Extract.
--*--

The Republican Senate’s first attempt to revise its proposed healthcare bill, the Better Care Reconciliation Act (BCRA) of 2017—which would replace the Affordable Care Act (ACA), didn’t have enough support to proceed to a vote. GOP Senators made more revisions and presented them on July 13. But within a few days, four GOP Senators announced that they would not vote for the revised bill, causing it to fail yet again.
Here’s a look at four changes in the second round of revisions that just weren’t enough to muster up enough votes.
Sen. Ted Cruz's amendment. This revision would have allowed insurers offering Obamacare plans to also offer cheaper, bare-bones policies that didn’t include coverage for the ACA’s essential health benefits such as maternity care. “This gave in to conservative holdouts who believe that the insurance marketplace is too costly for some to purchase insurance,” says Timothy Hoff, professor of management, Healthcare Systems and Health Policy, D’Amore-McKim School of Business. “However, it would have created two separate risk pools for insurance companies to deal with—one that is healthy and just wants cheap, more catastrophic coverage and another comprised of sicker individuals who need more comprehensive insurance and want protection from large out-of-pocket costs. If passed, individuals with pre-existing conditions would not have been able to find affordable insurance—just like before the ACA.”
A $45 billion fund for opioid addiction treatment. “While this is a huge increase from the first Senate bill, which was just $2 billion, it was not nearly enough to address what is perhaps the biggest public health epidemic of our time,” Hoff says.
Health savings accounts (HSAs), which are accrued from pre-tax dollars, could be used to pay for health insurance premiums. This revision would have changed the conditions that created employer-based healthcare in the United States, and could have had negative repercussions. “Under the current system, only employers—not individual employees, receive tax advantages for paying health insurance premiums,” says Kevin Fitzgerald, a partner in the law firm Foley & Lardner LLP, an international law firm with a prominent healthcare and health insurance practice. “If employees could use pre-tax dollars for premiums, employers might decide to raise salaries and cut back on health insurance offerings (particularly in the absence of an employer mandate and related penalties), since employees would be able to achieve tax efficiencies by using an HSA account.”
Says Hoff, “This is a nod to conservative Republicans because the more affluent are likely the ones who would benefit most as poorer citizens often have little additional income to put into these accounts to begin with, and the pre-tax savings accrues most to those in higher income tax brackets. Many have labeled it as just another tax shelter for wealthy Americans.”
Catastrophic health plans would be offered and people could be eligible for tax credits to help pay for them. Insurers can already offer catastrophic health plans to certain consumers, but making them available to all consumers could contribute to adverse selection. “The healthy would purchase low-cost policies, and the sick would opt for full ACA-compliant policies,” Fitzgerald says. “That would likely make comprehensive coverage increasingly expensive.”
“With the exception of the Cruz Amendment, which would represent a significant change to the status quo and to previous House and Senate proposals, many of the changes in the most recent draft seemed more political than policy-driven,” Fitzgerald concludes. “Senate leadership was seeking votes from previous holdouts, including Senators Cruz and Mike Lee, and also from moderate Senators who were concerned about opiates or the optics of a large tax cut for higher-income taxpayers at the same time Medicaid was cut.”
Karen Appold is a medical writer in Lehigh Valley, Pennsylvania.

--*--

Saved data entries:
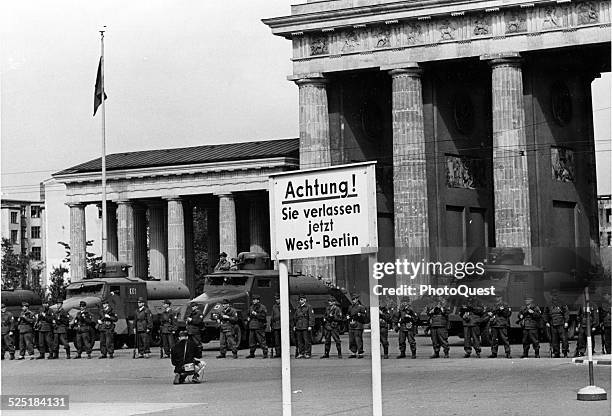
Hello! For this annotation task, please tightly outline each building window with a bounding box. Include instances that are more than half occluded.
[30,205,40,218]
[31,227,40,238]
[32,247,41,260]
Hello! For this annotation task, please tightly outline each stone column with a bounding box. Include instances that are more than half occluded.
[389,64,429,286]
[183,200,195,296]
[168,197,185,283]
[490,53,531,264]
[249,196,268,253]
[215,194,238,264]
[106,203,119,261]
[117,200,135,277]
[133,204,149,279]
[292,75,336,284]
[206,203,220,273]
[68,204,87,282]
[149,203,168,280]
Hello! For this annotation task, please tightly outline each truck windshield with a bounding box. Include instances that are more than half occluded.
[66,283,104,298]
[206,275,249,286]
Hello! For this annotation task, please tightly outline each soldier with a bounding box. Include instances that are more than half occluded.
[518,296,542,358]
[270,295,281,358]
[393,301,419,359]
[213,299,239,359]
[53,301,70,360]
[293,295,315,358]
[215,251,232,272]
[321,296,344,358]
[186,302,204,354]
[459,299,484,358]
[246,295,268,358]
[487,294,512,358]
[427,302,450,358]
[2,303,16,360]
[378,305,392,360]
[72,301,93,359]
[17,302,36,360]
[574,307,599,357]
[346,293,368,358]
[98,299,118,359]
[136,297,153,358]
[34,299,53,360]
[599,292,612,354]
[159,299,177,358]
[544,289,569,358]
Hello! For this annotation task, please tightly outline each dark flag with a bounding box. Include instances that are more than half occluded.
[94,57,108,116]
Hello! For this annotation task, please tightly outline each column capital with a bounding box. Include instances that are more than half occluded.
[480,52,523,68]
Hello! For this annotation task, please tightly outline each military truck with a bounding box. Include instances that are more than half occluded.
[184,252,351,345]
[54,262,191,348]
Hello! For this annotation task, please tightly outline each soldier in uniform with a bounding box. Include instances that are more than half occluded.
[487,295,512,358]
[427,302,450,358]
[214,299,239,358]
[321,296,344,358]
[186,302,204,354]
[293,295,315,358]
[34,299,53,360]
[574,307,599,357]
[53,302,70,360]
[378,305,392,360]
[136,297,153,358]
[98,299,118,359]
[246,295,268,358]
[159,299,177,358]
[393,301,419,359]
[215,251,232,272]
[2,303,16,360]
[346,293,368,358]
[599,292,612,354]
[270,295,281,358]
[519,296,542,358]
[17,302,36,360]
[544,289,569,358]
[72,301,93,359]
[459,299,484,358]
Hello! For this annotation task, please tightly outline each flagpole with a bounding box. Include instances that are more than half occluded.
[100,26,108,262]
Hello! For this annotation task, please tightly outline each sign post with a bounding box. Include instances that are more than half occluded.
[269,162,382,416]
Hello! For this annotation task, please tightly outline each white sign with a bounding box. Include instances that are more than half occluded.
[270,162,378,260]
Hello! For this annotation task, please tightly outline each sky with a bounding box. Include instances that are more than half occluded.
[0,0,612,199]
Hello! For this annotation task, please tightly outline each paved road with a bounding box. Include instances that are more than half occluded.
[2,334,611,416]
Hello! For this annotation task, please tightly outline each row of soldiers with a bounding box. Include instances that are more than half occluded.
[380,291,611,358]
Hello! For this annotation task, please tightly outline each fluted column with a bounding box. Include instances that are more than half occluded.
[106,203,119,261]
[134,204,149,278]
[389,64,429,286]
[215,194,238,263]
[68,204,87,282]
[292,76,336,284]
[249,196,267,253]
[117,200,135,277]
[149,203,168,280]
[183,200,195,295]
[168,197,185,283]
[490,54,531,264]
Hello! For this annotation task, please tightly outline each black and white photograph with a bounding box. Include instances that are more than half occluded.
[0,0,612,416]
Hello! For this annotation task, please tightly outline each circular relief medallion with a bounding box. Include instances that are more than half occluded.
[453,92,474,134]
[361,98,383,140]
[550,81,572,126]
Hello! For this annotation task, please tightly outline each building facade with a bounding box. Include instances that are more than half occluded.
[1,199,46,288]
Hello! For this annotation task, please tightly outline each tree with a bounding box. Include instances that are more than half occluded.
[2,238,30,289]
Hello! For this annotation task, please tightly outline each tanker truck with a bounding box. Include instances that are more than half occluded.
[179,252,351,345]
[54,262,191,348]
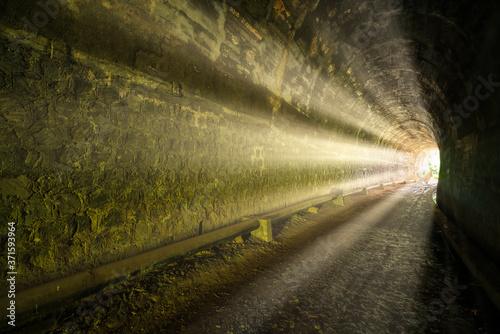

--*--

Exercise 1. In the healthcare bill article, how much money did the first Senate bill set aside for opioid addiction treatment?
Exercise 2. Reproduce the healthcare bill article word for word, from "The Republican Senate’s" to "fail yet again.", inclusive.

Problem solution 1. The first Senate bill set aside $2 billion.

Problem solution 2.
The Republican Senate’s first attempt to revise its proposed healthcare bill, the Better Care Reconciliation Act (BCRA) of 2017—which would replace the Affordable Care Act (ACA), didn’t have enough support to proceed to a vote. GOP Senators made more revisions and presented them on July 13. But within a few days, four GOP Senators announced that they would not vote for the revised bill, causing it to fail yet again.